** Opening Entries shown block **

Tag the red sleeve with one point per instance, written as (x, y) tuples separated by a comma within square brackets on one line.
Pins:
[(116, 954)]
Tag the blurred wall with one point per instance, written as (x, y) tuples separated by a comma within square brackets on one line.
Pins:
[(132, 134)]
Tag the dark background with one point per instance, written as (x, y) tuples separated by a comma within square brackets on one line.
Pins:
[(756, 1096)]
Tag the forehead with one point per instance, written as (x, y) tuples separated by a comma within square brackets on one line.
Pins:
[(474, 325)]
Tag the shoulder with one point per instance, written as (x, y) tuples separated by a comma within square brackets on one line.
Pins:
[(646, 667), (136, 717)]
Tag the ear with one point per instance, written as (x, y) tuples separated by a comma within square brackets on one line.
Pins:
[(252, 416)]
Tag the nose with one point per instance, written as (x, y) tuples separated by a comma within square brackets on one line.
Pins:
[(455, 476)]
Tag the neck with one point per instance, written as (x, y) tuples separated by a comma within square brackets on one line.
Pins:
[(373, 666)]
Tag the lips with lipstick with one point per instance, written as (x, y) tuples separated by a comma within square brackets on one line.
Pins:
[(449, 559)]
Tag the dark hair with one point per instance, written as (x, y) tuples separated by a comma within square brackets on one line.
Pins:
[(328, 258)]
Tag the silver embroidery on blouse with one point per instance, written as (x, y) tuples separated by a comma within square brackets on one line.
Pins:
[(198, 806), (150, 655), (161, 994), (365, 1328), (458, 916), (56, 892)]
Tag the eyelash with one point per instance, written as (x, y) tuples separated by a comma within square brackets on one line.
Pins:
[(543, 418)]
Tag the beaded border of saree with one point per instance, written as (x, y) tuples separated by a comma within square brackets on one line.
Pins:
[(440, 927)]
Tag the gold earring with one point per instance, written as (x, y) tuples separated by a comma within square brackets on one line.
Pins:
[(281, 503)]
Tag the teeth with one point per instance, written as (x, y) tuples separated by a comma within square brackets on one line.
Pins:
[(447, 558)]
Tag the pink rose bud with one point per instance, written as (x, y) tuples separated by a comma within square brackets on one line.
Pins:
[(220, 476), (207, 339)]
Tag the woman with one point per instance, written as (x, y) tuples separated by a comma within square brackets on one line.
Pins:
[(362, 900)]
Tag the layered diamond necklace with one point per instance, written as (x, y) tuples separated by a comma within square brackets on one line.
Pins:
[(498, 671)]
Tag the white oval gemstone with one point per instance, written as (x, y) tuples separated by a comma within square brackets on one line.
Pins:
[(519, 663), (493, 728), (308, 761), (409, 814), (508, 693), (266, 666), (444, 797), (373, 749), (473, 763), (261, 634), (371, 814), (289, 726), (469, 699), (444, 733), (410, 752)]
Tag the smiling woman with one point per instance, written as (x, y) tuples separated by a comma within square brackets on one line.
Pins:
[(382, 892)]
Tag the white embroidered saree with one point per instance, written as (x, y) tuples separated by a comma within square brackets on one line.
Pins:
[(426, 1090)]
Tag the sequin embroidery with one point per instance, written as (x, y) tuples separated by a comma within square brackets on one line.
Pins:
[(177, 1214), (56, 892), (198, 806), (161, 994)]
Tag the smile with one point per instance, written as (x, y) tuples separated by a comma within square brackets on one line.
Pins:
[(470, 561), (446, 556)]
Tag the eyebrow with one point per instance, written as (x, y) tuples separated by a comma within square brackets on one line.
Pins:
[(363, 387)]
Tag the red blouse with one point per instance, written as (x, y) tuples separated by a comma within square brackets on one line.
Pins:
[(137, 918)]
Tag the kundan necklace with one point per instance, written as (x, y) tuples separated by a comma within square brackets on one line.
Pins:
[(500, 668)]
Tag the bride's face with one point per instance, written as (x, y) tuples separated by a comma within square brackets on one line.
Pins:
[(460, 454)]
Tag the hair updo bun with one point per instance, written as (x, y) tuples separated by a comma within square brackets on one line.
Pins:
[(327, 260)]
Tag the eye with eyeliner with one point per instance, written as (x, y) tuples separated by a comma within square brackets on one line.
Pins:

** Closing Entries shown block **

> **Action item**:
A complete and exact transcription of the material is required.

> **Expected answer**:
Tag the red sleeve with one point per instance, written as (x, y) tuples separated by a comma within square brackets on one line.
Pins:
[(116, 954)]
Tag the blurred wall with one point per instance, written as (x, y) tuples separated by a comma within square brackets on one line.
Pins:
[(132, 134)]
Tag the dark background with one point per instance, written as (x, y) tuples separated by a comma within square brackets on one line.
Pins:
[(756, 1096)]
Tag the forehead with one point per instance, written as (x, y) tuples separated by a comma within square brackets on one line.
Pins:
[(474, 325)]
Tag the shoulder with one point per instance, written as (x, y) tuples separated by a comma within square brackets on one line.
Pins:
[(646, 667), (136, 717)]
Tag the ear with one point per instance, written as (x, y) tuples separated by a comma within square brackets on one line.
Pins:
[(252, 416)]
Tag the nose with one point per instance, written as (x, y) tuples separated by a comma within square brackets on one line.
Pins:
[(455, 476)]
Tag the neck with one point per instance, written as (x, y) tuples separated by a comma within square brackets on one line.
Pins:
[(373, 666)]
Tag the lips with lipstick with one point per instance, written as (x, y) tuples separated by a comma within square brackets on one line.
Pins:
[(449, 559)]
Tag the dark hair with one point per instance, written as (x, y) tuples separated by a comma within square brackets on one line.
Pins:
[(328, 258)]
Tag the silver embroidery on blouse with one point per instance, written as (x, y) tuples separated by a comma within square brackets on one line.
Pins:
[(198, 806), (150, 655), (161, 994), (365, 1328), (458, 916), (56, 892)]
Tag the eyelash with one point per instance, written as (x, y) tuples separated by a comma within square brackets on one line.
Pins:
[(543, 418)]
Tag the beaded border of saree with one point per instance, written as (x, y) tuples separated by a comma within square brackets on one line.
Pins:
[(440, 927)]
Tag the gold earring with one point per instance, written as (x, y) tuples separated by a comma within square brackets on one line.
Pins:
[(281, 503)]
Tag the teeth with one point per instance, written as (x, y) tuples separated by a comma within square brackets on one line.
Pins:
[(447, 558)]
Tag the pink rose bud with one point per instance, written as (x, y) tuples separated by a comma within square brackets on one line.
Pins:
[(220, 476), (207, 339)]
Tag the woman with one point per instance, written as (x, y) tuples separated by a comma within square brackets on one line.
Pins:
[(362, 900)]
Tag the layered diamond necklace with one point per instance, written as (x, y) tuples separated by a comma within square brackets on one line.
Pins:
[(498, 671)]
Tag the white oval gemstone with one point per instance, written as (x, y) tuples separated by a comma within square brackets on one line.
Pins:
[(519, 663), (493, 728), (308, 761), (409, 814), (508, 693), (266, 666), (444, 797), (373, 749), (473, 763), (261, 634), (371, 814), (289, 726), (469, 699), (444, 733), (410, 752)]
Tag the smiling woman with one point per instance, written as (x, y) tuples separated by a comma within square brackets on one line.
Pins:
[(382, 892)]
Tag the white embroidered saree with one point per instance, written as (x, y) tuples separated by a comma within square brackets on one line.
Pins:
[(426, 1090)]
Tag the sequin embroidery with one point per instance, written as (x, y) tuples separated by a comma within square brackets on one line.
Pins:
[(177, 1214), (56, 892), (198, 806), (161, 994)]
Tag the smile with one point per instance, written as (x, y) tuples separated by a comma within square brackets on one line.
Pins:
[(470, 561), (446, 556)]
Tag the eyebrow with one point per instance, written as (x, y) tuples separated by a comma within square brackets on one line.
Pins:
[(363, 387)]
Tag the red blouse with one point per instance, written as (x, y) tuples separated by a comma within square brackets on one line.
Pins:
[(137, 918)]
Tag the kundan necklace with one point per instance, written as (x, y) tuples separated by a comma within square brackets on one line.
Pins:
[(500, 668)]
Tag the bride's face with one point per instance, written as (x, y) tuples separated by a comma within square brackets on one line.
Pins:
[(460, 454)]
Tag the hair updo bun with one point per instance, written as (x, y) tuples separated by a comma within square brackets on one line.
Pins:
[(327, 260)]
Tag the eye with eyeliner with one point per instance, written as (x, y) tuples separated by a comma within square brackets on one line.
Pins:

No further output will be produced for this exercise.